_Texto de origem_
Cinco Tipos de Resultados

Estávamos falando sobre os diferentes tipos de causas e condições e, para concluir esse assunto, vamos apenas listar os cinco tipos de resultados.

Em primeiro lugar, há os resultados amadurecidos, que são os itens não-obstrutivos e não-especificados combinados com o contínuo mental de um ser limitado, como o corpo, a consciência, os sentimentos, que vêm de uma causa de amadurecimento que foi combinada com seu contínuo mental. Eles não obstruem a liberação ou a iluminação. Esse é um dos resultados do potencial cármico positivo ou negativo, que vem apenas de ações construtivas e destrutivas. Ações não-especificadas como comer, que o Buda não especificou como sendo construtivas ou destrutivas, não produzem nenhum resultado amadurecido.

Portanto, os sentimentos, como felicidade e infelicidade, são não-especificados. Isso significa que o sofrimento, ou seja, a infelicidade, não é algo destrutivo. Algo é destrutivo se amadurece em infelicidade ou em algum sofrimento adicional. O sofrimento ou a infelicidade em si não necessariamente amadurecem em mais sofrimento. Caso contrário, se esse fosse necessariamente o caso, seria impossível livrar-se do sofrimento.

_Questão 1_
Segundo o texto sobre os cinco tipos de resultados, ações não-especificadas como comer produzem algum resultado amadurecido?
_Questão 2_
Por favor, transcreva do texto sobre os cinco tipos de resultados o trecho que começa em "Estávamos falando sobre" e termina em "nenhum resultado amadurecido.".

_Trechos dos dados_
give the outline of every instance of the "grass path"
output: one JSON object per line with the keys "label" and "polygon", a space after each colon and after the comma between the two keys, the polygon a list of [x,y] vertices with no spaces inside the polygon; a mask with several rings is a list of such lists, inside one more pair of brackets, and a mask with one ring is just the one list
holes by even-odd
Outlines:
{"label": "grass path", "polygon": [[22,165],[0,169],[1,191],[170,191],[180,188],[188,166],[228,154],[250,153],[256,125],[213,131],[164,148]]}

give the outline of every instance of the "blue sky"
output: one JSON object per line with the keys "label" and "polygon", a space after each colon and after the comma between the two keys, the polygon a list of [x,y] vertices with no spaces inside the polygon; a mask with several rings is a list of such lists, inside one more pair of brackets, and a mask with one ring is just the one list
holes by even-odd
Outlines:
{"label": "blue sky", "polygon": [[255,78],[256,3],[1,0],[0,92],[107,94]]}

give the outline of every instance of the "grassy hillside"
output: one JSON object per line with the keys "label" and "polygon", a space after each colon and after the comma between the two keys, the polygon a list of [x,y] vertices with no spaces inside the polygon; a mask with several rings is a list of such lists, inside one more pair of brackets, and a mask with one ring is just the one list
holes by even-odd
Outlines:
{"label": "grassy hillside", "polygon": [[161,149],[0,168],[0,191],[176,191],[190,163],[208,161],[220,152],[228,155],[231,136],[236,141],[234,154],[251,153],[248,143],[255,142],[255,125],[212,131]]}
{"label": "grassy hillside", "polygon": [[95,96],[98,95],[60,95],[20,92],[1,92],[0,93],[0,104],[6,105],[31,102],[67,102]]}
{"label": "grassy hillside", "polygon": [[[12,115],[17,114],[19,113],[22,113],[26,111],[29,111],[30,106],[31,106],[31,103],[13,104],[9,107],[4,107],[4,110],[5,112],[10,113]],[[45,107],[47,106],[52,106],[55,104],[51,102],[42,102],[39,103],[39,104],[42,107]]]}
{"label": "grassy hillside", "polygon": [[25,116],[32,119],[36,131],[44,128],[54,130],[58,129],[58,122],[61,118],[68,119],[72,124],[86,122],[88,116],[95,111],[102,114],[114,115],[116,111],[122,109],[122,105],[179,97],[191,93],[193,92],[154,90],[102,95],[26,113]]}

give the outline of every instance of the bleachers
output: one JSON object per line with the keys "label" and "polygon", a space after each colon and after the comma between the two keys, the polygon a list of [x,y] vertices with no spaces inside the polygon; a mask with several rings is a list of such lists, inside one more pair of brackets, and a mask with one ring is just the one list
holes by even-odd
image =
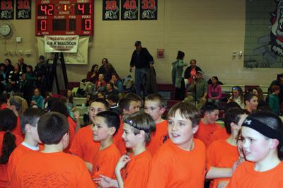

_Resposta 1_
Não, ações não-especificadas como comer não produzem nenhum resultado amadurecido.

_Resposta 2_
Estávamos falando sobre os diferentes tipos de causas e condições e, para concluir esse assunto, vamos apenas listar os cinco tipos de resultados.

Em primeiro lugar, há os resultados amadurecidos, que são os itens não-obstrutivos e não-especificados combinados com o contínuo mental de um ser limitado, como o corpo, a consciência, os sentimentos, que vêm de uma causa de amadurecimento que foi combinada com seu contínuo mental. Eles não obstruem a liberação ou a iluminação. Esse é um dos resultados do potencial cármico positivo ou negativo, que vem apenas de ações construtivas e destrutivas. Ações não-especificadas como comer, que o Buda não especificou como sendo construtivas ou destrutivas, não produzem nenhum resultado amadurecido.